-- Begin --

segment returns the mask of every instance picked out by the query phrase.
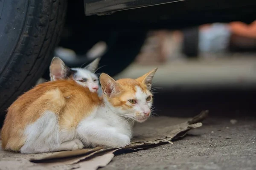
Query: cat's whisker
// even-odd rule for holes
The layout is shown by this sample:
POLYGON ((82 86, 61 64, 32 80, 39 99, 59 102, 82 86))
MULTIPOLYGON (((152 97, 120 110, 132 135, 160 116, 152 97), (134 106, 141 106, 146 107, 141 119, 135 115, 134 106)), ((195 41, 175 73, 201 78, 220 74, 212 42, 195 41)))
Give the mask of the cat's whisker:
POLYGON ((96 72, 97 72, 97 71, 98 71, 99 69, 100 69, 100 68, 103 68, 103 67, 105 67, 105 66, 106 66, 106 65, 102 65, 102 66, 101 66, 101 67, 99 67, 99 68, 97 68, 97 69, 96 69, 96 70, 94 72, 94 73, 96 73, 96 72))

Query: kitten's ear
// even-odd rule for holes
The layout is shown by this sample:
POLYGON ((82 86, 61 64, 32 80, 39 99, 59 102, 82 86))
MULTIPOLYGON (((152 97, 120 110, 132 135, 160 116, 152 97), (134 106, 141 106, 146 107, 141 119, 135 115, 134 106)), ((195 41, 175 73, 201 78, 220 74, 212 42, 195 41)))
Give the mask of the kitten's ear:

-- End --

■ OBJECTIVE ■
Could you reproduce all of the material above word for word, leaving out the pictures?

■ OUTPUT OF THE EXERCISE ■
segment returns the mask of every instance picked out by the query phrase.
Query: cat's whisker
// even-odd rule for holes
The layout is shown by this sample:
POLYGON ((82 86, 61 64, 32 80, 39 99, 59 102, 82 86))
MULTIPOLYGON (((152 97, 120 110, 132 135, 160 116, 152 97), (134 106, 141 106, 146 107, 141 119, 135 115, 134 106)), ((195 41, 175 73, 201 78, 220 74, 212 42, 195 41)))
Give the mask of the cat's whisker:
POLYGON ((96 72, 97 72, 97 71, 98 71, 99 69, 100 69, 100 68, 103 68, 103 67, 105 67, 105 66, 106 66, 106 65, 102 65, 102 66, 101 66, 101 67, 99 67, 99 68, 97 68, 97 69, 96 69, 96 70, 94 72, 94 73, 96 73, 96 72))

Query: kitten's ear
// even-odd rule for holes
The layout is shown by this sample:
POLYGON ((82 86, 61 64, 32 80, 39 99, 59 102, 82 86))
MULTIPOLYGON (((152 97, 120 110, 132 135, 160 116, 152 97), (134 106, 141 106, 146 107, 141 119, 135 115, 134 106)), ((195 41, 175 73, 201 78, 220 74, 212 42, 195 41)))
Give the mask of the kitten's ear:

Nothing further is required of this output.